Task prompt:
Revise everything below from the line containing "of the bamboo" down to the line containing "M 42 160 L 43" so that "bamboo pole" becomes "bamboo stalk", leaving all else unchanged. Give only those lines, without the picture.

==== Given entries ====

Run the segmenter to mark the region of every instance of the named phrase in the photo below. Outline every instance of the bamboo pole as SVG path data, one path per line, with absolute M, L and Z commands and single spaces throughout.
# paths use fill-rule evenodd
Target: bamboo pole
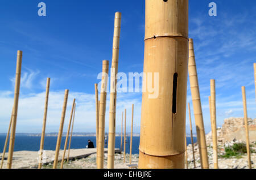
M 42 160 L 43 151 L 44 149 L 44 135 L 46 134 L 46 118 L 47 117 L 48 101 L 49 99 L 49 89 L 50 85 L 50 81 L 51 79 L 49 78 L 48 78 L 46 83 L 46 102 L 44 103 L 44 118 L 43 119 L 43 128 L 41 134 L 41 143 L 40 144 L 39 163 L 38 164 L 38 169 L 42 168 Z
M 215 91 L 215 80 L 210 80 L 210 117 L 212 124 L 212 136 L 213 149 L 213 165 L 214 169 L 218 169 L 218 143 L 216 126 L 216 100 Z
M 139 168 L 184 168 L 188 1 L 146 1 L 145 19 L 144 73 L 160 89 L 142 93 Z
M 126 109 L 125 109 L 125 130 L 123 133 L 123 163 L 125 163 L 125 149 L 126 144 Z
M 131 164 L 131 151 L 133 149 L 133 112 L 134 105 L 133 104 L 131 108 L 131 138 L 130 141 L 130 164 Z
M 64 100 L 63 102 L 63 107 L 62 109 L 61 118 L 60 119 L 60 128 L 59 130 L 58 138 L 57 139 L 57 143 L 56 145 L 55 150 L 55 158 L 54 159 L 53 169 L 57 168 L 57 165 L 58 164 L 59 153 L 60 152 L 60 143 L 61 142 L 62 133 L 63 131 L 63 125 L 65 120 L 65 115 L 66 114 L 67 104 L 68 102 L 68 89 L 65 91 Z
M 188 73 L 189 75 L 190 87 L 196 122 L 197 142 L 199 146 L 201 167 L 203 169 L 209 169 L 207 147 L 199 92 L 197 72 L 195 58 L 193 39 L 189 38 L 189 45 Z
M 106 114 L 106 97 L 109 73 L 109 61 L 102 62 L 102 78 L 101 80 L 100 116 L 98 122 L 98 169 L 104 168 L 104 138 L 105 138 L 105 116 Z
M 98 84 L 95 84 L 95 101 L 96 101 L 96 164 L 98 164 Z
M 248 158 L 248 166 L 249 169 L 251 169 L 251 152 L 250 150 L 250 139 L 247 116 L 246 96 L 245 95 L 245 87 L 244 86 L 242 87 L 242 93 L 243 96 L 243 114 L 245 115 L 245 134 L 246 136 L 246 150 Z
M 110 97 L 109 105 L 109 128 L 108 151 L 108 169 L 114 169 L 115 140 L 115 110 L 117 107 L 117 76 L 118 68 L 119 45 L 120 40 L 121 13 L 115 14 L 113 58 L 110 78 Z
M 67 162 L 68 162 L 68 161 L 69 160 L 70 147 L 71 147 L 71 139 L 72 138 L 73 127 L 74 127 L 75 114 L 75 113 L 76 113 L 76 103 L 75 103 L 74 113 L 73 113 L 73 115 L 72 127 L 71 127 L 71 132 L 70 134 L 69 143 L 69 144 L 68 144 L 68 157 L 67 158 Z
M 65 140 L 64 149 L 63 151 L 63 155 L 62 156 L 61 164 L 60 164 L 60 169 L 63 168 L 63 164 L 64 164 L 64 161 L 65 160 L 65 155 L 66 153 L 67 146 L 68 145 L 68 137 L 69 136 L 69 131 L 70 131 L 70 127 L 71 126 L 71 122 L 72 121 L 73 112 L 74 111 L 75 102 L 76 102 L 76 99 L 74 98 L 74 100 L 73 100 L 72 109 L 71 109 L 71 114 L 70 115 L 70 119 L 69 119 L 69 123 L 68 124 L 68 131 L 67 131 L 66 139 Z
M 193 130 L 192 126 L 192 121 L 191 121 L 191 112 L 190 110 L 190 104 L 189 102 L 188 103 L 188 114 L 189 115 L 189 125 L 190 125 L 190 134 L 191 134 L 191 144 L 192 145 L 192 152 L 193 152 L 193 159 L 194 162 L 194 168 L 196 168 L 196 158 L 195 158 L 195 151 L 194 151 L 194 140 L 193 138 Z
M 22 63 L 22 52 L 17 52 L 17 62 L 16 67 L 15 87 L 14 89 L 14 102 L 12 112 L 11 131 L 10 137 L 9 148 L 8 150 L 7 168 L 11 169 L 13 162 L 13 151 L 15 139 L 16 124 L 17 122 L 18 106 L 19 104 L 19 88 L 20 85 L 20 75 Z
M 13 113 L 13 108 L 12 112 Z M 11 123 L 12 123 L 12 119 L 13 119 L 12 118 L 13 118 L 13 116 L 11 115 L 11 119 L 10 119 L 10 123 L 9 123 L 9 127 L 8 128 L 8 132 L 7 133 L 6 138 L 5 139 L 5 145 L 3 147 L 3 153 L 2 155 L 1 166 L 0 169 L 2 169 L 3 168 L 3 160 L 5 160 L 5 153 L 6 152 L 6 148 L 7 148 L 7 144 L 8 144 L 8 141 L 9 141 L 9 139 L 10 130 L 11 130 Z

====
==== Given entries ====

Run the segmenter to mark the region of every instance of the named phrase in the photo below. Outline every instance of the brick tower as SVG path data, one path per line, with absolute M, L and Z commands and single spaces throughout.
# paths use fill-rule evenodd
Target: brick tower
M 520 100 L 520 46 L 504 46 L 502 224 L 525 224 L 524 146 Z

====

Answer below:
Run the segmenter to mark the region of every instance of the named phrase in the photo below. Outline every instance of the bamboo stalk as SVG path data, one path per line, with absolute M, L and Z commands and single spaces throughout.
# paths use fill-rule evenodd
Target: bamboo stalk
M 42 160 L 43 151 L 44 149 L 44 135 L 46 134 L 46 118 L 47 117 L 48 101 L 49 99 L 49 89 L 50 85 L 50 81 L 51 79 L 49 78 L 48 78 L 46 83 L 46 102 L 44 103 L 44 118 L 43 119 L 43 128 L 41 134 L 41 143 L 40 144 L 39 163 L 38 164 L 38 169 L 42 168 Z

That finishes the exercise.